§ EXERCISE:
In the tent heater buying guide, what type of heater is said to be enough for a single or two-person tent?

begin EXCERPT

Night temperatures in the great outdoors take a dip and sleep doesn’t come easily when you’re shivering cold. When sleeping in a tent, a tent heater is a great way to warm up. When the outside is chilling cold, it will make the inside of your tent a delightfully warm shelter and get you toasty warm and cozy for a good night’s sleep.
This guide has all the information you need to find the best tent heater for camping that will keep you warm and safe. To start with, here is a selection of the best tent heaters to choose from. They include electric and propane tent heaters and they are all easy to bring along with you and top rated for their tent heating performance, efficiency and safety features.
Tent Heater Reviews
How To Choose A Tent Heater – Buying Guide
Finding it hard to decide which camping heater to pick? To make choosing easy, let’s take a look at the features to look out for and things to factor into your buying decision so you can choose the right tent heater that will keep you warm and safe:
Size and Weight
A tent heater is one more piece of gear to pack and bring along on your camping adventures. It will add more pounds and occupy space in your camper or backpack and also in your tent. Keeping in mind how you will be transporting the tent heater to the campsite and the size of your tent, consider how easy to pack and carry the tent heater will be and whether it will fit within your tent.
If you have a single or two-person tent, a personal space warmer or small tent heater will do. It will be easier to pack and carry, fit inside the tent and its heat output will be sufficient for the tent.
If you have a large glamping or family tent, you will need a large tent heater with a high BTU output and it will also be heavier. This won’t be a big issue if you will be using a vehicle to get you to the campsite and the tent will be large enough to accommodate a bigger heater.
If you want a portable tent heater for backpacking, hiking or climbing, it will need to be compact and packable so it can fit in yourbackpack and inside a small tent and the weight will be a big factor. Make sure you’re comfortable with the weight, as you will be carrying the heater for a long distance on your person.

end EXCERPT
begin SUPPLIED ENTRIES

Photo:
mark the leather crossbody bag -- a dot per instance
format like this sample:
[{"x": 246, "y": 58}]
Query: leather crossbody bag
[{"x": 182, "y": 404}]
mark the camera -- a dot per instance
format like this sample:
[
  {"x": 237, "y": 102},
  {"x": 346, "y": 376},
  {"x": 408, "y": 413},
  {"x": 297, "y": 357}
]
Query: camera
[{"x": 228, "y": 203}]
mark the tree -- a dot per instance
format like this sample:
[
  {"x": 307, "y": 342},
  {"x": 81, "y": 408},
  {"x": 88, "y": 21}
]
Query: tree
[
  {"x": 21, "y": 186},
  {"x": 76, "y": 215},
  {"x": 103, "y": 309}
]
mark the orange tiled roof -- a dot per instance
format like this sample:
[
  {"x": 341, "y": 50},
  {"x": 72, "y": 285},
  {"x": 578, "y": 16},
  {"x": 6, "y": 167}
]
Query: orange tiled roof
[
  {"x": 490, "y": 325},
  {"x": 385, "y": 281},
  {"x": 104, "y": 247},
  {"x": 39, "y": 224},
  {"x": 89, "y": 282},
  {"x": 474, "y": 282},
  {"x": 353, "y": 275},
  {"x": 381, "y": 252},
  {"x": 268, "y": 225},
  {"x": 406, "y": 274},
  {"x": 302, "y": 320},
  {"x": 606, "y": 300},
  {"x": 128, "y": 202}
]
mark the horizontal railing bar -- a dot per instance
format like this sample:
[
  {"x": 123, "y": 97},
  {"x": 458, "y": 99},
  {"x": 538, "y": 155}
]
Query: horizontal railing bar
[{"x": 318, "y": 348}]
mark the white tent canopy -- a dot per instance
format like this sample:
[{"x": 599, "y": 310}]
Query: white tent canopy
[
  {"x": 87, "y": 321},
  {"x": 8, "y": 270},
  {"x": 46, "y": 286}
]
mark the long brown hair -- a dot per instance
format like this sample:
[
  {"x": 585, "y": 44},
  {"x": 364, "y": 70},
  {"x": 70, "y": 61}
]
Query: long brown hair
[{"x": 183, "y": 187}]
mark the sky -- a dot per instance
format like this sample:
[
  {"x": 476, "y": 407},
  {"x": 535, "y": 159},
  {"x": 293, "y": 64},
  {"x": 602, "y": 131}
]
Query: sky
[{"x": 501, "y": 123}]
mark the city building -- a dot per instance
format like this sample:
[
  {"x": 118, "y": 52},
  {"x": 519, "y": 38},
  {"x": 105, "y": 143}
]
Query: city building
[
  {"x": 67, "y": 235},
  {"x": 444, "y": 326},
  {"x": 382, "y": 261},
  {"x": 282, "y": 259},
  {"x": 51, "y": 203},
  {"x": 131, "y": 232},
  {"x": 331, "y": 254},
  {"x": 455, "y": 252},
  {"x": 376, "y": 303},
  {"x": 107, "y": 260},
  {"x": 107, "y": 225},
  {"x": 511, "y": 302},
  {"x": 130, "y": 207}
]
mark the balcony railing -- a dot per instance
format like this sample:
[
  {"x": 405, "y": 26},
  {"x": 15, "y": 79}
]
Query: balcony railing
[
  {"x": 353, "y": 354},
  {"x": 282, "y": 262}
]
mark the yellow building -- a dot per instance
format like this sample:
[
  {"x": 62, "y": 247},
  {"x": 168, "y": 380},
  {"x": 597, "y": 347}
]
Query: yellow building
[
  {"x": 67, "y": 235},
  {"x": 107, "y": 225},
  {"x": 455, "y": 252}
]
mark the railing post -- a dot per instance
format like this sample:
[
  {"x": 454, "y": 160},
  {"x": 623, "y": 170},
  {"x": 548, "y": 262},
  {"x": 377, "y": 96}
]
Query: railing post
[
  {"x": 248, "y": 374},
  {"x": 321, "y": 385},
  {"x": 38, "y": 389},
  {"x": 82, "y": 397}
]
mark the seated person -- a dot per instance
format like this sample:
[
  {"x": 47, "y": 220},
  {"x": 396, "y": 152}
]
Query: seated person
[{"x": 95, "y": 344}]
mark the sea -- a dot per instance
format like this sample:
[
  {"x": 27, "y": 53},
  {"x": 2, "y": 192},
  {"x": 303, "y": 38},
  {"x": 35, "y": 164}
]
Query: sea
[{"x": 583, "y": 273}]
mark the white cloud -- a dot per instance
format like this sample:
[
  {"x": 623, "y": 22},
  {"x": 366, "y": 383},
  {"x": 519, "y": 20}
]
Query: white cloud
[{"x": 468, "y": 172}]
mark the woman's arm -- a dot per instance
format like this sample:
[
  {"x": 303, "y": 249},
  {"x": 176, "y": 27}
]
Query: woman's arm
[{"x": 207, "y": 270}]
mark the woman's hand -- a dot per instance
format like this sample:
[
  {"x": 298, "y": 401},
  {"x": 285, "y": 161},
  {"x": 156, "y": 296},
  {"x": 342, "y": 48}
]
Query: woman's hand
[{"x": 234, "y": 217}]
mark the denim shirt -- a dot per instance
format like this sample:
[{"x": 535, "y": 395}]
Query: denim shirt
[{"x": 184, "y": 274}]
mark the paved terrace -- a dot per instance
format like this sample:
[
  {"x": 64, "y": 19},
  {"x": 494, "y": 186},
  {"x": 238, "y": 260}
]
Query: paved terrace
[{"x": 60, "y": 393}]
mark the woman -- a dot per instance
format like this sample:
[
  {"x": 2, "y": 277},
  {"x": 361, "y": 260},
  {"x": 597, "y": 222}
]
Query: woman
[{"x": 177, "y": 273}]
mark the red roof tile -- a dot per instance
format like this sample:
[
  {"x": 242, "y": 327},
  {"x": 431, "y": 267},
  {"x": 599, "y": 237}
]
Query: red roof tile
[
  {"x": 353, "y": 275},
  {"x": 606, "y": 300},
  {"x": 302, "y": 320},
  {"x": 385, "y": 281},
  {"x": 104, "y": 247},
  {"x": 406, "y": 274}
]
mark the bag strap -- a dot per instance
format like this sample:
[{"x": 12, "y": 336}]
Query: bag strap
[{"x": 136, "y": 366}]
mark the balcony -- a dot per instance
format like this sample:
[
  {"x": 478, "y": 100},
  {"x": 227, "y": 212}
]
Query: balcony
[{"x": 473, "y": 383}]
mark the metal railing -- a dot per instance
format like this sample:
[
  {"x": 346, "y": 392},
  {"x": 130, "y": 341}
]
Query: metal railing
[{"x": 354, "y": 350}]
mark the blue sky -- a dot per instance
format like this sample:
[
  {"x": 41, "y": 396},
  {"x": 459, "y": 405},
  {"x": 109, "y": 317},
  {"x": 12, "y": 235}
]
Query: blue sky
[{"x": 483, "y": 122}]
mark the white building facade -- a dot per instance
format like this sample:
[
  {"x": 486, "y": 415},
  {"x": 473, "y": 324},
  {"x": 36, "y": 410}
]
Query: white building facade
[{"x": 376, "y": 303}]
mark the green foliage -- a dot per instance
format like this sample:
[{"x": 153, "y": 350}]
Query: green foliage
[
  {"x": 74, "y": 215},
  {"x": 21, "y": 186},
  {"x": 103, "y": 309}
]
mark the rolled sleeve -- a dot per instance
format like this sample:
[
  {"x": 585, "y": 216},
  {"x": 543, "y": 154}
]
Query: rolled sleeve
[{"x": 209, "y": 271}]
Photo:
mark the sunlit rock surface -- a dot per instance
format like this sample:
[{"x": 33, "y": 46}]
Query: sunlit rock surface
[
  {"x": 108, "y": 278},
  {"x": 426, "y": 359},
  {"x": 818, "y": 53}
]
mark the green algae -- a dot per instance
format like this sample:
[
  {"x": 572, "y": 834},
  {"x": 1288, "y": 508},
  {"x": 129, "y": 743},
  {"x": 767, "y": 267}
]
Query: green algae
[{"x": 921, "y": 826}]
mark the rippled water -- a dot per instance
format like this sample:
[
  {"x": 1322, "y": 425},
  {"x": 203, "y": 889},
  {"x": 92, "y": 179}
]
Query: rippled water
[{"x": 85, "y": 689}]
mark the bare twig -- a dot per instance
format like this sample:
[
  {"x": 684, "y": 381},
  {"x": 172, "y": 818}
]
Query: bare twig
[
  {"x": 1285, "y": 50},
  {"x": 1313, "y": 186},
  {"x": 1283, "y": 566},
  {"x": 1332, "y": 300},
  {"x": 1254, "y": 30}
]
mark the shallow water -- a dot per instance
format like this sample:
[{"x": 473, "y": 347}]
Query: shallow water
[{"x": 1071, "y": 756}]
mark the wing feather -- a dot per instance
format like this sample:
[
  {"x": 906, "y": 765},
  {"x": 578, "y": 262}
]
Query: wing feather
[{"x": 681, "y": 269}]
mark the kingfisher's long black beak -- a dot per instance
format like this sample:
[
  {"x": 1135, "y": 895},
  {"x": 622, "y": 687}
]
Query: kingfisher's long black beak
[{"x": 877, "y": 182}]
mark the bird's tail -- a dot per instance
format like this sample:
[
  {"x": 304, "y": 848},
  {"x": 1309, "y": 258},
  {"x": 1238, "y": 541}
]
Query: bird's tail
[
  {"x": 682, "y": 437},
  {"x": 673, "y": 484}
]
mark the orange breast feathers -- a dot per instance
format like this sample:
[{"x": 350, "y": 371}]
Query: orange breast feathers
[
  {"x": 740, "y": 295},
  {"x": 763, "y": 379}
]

end SUPPLIED ENTRIES

§ ANSWER TO THIS EXERCISE:
A personal space warmer or small tent heater.